**SET EXERCISE:** Copy every one of the rows below word for word, leaving out the pictures.

**DATA ENTRIES:**
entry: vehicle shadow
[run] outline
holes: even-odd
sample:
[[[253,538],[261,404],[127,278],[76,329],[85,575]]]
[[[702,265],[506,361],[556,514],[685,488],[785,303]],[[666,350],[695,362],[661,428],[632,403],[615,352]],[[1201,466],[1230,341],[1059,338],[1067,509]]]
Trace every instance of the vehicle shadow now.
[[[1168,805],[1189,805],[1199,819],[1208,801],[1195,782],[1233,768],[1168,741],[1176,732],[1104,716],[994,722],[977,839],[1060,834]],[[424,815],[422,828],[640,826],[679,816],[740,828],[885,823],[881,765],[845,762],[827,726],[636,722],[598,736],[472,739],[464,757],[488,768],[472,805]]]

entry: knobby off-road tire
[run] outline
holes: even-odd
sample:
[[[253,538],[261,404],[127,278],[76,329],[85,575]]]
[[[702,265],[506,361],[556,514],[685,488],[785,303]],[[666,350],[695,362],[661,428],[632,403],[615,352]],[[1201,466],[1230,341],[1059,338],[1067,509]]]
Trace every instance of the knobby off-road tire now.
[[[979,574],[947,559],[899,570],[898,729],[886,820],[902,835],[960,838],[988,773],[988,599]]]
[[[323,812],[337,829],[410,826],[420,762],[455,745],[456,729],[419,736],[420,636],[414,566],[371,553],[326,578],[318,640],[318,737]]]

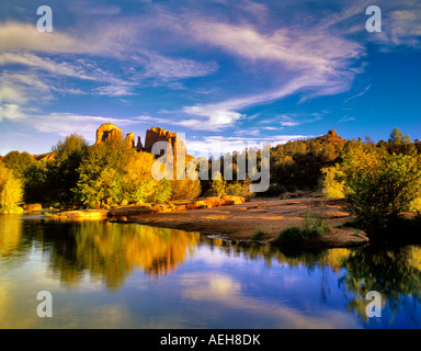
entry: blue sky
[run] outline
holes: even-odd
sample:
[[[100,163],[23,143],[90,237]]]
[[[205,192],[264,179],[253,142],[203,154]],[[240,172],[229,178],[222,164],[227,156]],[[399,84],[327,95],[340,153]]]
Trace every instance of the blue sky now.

**FULL RESPONSE:**
entry: vehicle shadow
[run] outline
holes: even-odd
sample:
[[[253,538],[261,404],[127,278],[76,329],[85,575]]]
[[[702,265],[506,361],[556,514],[685,488],[785,303]],[[666,350],[695,362],[661,428],[632,403],[615,352]],[[1201,466],[1230,341],[1059,338],[1067,509]]]
Trace every instance of the vehicle shadow now.
[[[1168,805],[1189,805],[1199,819],[1208,801],[1195,782],[1233,768],[1168,741],[1176,732],[1104,716],[994,722],[977,839],[1060,834]],[[424,815],[422,828],[640,826],[679,816],[740,828],[885,823],[881,765],[845,762],[827,726],[636,722],[598,736],[472,739],[464,757],[488,768],[472,805]]]

entry: knobby off-road tire
[run] outline
holes: even-odd
sample:
[[[253,538],[261,404],[127,278],[76,329],[85,575]]]
[[[702,265],[506,361],[556,514],[685,488],[785,303]],[[666,350],[695,362],[661,428],[632,403],[615,352]],[[1201,466],[1230,341],[1059,338],[1067,509]]]
Trace every instance of the knobby off-road tire now.
[[[979,574],[947,559],[899,570],[898,729],[886,820],[902,835],[960,838],[988,773],[988,599]]]
[[[323,812],[337,829],[410,826],[420,762],[455,745],[456,729],[419,736],[420,636],[414,566],[371,553],[326,578],[318,640],[318,737]]]

entry: blue sky
[run] outline
holes: even-odd
sample:
[[[100,163],[23,143],[90,237]]]
[[[205,192],[264,179],[253,142],[203,154]],[[240,172],[229,178],[222,164],[227,156]],[[399,84],[327,95],[340,153]]]
Trace every instance of the blue sky now.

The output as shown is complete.